• **YOUR INSTRUCTIONS**: Among the lines below, a stretch begins at the one with "Task: list a point for each instance of the riverside" and ends at the one with "Task: list a point for each instance of the city". Repeat that stretch exactly, ends included.

Natural language region descriptions:
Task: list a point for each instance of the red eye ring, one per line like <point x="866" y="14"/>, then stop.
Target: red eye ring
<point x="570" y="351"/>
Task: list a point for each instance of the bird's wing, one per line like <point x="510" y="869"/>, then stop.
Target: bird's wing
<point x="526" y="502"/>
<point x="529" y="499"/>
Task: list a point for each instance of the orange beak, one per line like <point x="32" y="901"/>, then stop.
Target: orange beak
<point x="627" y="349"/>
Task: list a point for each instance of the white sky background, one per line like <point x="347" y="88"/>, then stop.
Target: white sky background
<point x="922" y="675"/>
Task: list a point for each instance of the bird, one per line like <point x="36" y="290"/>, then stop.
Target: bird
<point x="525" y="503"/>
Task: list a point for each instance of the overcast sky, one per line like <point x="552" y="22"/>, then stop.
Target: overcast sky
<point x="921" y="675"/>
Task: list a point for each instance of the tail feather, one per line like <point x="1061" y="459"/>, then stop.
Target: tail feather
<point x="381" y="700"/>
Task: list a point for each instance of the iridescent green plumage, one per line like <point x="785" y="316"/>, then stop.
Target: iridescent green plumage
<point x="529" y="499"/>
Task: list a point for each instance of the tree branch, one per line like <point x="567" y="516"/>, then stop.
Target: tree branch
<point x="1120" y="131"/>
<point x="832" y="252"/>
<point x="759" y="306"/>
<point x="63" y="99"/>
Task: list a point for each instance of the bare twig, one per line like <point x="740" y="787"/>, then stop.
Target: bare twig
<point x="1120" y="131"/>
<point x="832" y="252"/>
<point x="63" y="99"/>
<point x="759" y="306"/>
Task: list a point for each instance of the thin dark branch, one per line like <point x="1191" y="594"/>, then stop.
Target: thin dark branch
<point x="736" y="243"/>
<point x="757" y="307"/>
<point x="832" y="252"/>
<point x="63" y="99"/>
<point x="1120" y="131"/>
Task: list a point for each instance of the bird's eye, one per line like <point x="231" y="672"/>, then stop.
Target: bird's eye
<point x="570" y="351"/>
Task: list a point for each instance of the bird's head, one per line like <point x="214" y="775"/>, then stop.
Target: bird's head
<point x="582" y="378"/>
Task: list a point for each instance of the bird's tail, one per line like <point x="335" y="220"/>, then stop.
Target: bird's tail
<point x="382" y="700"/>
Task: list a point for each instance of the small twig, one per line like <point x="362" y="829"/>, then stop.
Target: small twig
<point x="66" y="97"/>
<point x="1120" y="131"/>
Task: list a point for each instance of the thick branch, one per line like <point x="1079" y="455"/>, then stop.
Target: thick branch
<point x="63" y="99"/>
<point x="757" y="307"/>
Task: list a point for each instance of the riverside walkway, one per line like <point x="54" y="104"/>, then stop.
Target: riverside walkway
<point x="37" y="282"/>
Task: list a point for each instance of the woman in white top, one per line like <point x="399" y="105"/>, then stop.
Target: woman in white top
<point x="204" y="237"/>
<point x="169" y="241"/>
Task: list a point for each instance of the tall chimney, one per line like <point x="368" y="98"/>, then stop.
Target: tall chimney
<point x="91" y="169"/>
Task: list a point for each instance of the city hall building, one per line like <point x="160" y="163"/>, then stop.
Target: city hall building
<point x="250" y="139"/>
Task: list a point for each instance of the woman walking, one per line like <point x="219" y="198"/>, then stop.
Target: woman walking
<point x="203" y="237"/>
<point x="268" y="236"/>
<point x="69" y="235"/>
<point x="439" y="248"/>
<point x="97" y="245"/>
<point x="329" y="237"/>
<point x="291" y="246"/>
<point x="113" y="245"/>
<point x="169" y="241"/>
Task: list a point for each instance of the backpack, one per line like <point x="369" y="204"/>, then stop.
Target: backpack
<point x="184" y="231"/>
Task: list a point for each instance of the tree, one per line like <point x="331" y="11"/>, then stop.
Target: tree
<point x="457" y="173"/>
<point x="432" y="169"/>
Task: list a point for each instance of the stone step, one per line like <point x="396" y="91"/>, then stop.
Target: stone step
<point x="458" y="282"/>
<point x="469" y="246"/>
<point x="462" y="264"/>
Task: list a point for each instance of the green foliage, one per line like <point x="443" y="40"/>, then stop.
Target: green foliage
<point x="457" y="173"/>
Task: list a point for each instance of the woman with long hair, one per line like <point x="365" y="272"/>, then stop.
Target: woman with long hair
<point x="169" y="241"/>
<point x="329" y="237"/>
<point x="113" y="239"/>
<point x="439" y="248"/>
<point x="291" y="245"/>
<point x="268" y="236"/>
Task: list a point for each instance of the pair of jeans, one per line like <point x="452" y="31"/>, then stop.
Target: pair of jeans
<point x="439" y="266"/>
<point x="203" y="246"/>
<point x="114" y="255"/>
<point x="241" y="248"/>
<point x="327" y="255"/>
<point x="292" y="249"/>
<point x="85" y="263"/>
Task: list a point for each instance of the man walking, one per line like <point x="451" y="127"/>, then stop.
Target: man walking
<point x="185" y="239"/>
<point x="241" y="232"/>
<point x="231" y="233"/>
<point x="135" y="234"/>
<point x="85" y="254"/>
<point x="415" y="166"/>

• **ANSWER TO THE EXERCISE**:
Task: list a point for each instance of the riverside walkway, one per line like <point x="54" y="104"/>, then stop.
Target: riverside walkway
<point x="37" y="282"/>
Task: list a point for each instance of the woman in white top, one per line like <point x="399" y="105"/>, then stop.
Target: woman in white top
<point x="204" y="237"/>
<point x="169" y="241"/>
Task: list a point for each instance of the tall chimney, one per line like <point x="368" y="98"/>, then stop.
Target: tall chimney
<point x="91" y="169"/>
Task: list a point for each instance of the city hall building, one per line like <point x="160" y="163"/>, then stop.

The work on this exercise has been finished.